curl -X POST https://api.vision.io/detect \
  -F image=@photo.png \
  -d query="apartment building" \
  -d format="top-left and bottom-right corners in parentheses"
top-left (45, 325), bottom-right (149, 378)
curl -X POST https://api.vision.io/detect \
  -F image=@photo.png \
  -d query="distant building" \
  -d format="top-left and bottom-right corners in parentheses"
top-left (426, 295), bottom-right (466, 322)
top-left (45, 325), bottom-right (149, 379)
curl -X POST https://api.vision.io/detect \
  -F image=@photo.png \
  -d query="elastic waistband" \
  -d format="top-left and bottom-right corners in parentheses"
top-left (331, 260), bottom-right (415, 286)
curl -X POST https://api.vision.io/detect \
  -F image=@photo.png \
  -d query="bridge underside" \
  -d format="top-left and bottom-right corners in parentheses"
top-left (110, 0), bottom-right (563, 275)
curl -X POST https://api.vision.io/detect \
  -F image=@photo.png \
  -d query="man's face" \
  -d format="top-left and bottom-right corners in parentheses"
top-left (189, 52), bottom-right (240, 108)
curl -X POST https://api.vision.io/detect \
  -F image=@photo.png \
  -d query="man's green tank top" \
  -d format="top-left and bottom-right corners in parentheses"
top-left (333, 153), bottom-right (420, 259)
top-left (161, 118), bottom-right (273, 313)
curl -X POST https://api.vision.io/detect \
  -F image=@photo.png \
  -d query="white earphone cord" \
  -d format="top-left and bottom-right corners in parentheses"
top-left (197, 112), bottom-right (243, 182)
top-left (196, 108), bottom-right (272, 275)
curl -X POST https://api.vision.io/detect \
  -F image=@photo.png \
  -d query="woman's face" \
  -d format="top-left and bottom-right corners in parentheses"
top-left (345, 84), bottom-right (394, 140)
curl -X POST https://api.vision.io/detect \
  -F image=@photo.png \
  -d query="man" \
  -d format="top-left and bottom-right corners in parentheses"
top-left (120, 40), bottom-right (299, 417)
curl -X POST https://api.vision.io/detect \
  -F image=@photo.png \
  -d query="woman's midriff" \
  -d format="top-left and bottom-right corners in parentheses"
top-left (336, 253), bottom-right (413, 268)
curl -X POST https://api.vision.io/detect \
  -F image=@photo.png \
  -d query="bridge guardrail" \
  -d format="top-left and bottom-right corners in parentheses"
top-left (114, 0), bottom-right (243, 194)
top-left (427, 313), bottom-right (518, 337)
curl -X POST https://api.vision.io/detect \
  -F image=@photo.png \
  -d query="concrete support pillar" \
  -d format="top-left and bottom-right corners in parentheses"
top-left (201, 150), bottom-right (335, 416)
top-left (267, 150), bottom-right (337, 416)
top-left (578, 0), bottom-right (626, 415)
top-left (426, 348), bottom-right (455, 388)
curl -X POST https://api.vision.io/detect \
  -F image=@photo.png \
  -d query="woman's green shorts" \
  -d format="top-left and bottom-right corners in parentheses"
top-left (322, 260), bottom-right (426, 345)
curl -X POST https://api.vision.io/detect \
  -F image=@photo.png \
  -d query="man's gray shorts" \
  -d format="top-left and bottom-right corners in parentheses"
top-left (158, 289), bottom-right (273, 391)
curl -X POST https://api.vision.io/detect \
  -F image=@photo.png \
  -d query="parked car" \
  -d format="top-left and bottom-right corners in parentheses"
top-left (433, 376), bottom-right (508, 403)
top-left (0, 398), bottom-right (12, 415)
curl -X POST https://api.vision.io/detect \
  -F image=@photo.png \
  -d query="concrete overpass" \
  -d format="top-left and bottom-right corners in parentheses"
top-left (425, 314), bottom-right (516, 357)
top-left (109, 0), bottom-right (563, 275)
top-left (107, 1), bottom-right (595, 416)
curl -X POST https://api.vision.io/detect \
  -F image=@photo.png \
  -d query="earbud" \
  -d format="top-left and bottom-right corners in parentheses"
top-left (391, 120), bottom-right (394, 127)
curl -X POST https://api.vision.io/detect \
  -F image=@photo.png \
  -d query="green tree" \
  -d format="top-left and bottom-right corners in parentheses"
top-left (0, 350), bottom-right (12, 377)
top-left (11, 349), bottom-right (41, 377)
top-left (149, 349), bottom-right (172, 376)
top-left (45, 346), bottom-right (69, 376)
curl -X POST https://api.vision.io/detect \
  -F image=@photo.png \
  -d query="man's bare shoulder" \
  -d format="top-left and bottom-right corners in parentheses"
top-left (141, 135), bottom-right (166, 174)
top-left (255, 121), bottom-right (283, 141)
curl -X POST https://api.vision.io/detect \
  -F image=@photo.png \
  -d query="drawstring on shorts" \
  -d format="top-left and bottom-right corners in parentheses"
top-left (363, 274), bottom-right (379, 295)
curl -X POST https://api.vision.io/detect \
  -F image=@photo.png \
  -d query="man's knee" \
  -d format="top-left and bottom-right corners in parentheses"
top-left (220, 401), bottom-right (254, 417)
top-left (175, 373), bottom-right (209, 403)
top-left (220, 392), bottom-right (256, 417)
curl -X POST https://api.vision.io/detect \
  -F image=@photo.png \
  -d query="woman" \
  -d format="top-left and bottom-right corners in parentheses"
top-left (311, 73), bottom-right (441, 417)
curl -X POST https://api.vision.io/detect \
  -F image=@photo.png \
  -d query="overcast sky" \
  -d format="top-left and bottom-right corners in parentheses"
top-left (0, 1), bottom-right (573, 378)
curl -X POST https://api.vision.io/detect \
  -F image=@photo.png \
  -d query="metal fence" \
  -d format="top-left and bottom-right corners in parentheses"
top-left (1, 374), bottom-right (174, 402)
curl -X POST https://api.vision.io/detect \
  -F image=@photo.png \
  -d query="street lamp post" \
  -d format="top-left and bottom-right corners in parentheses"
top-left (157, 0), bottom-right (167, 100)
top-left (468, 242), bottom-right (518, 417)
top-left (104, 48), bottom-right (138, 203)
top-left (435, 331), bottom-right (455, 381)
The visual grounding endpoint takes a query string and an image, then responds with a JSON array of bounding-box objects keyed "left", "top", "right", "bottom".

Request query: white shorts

• [Work request]
State how many lines of the listing contain the word "shorts", giving the number by itself.

• [Task response]
4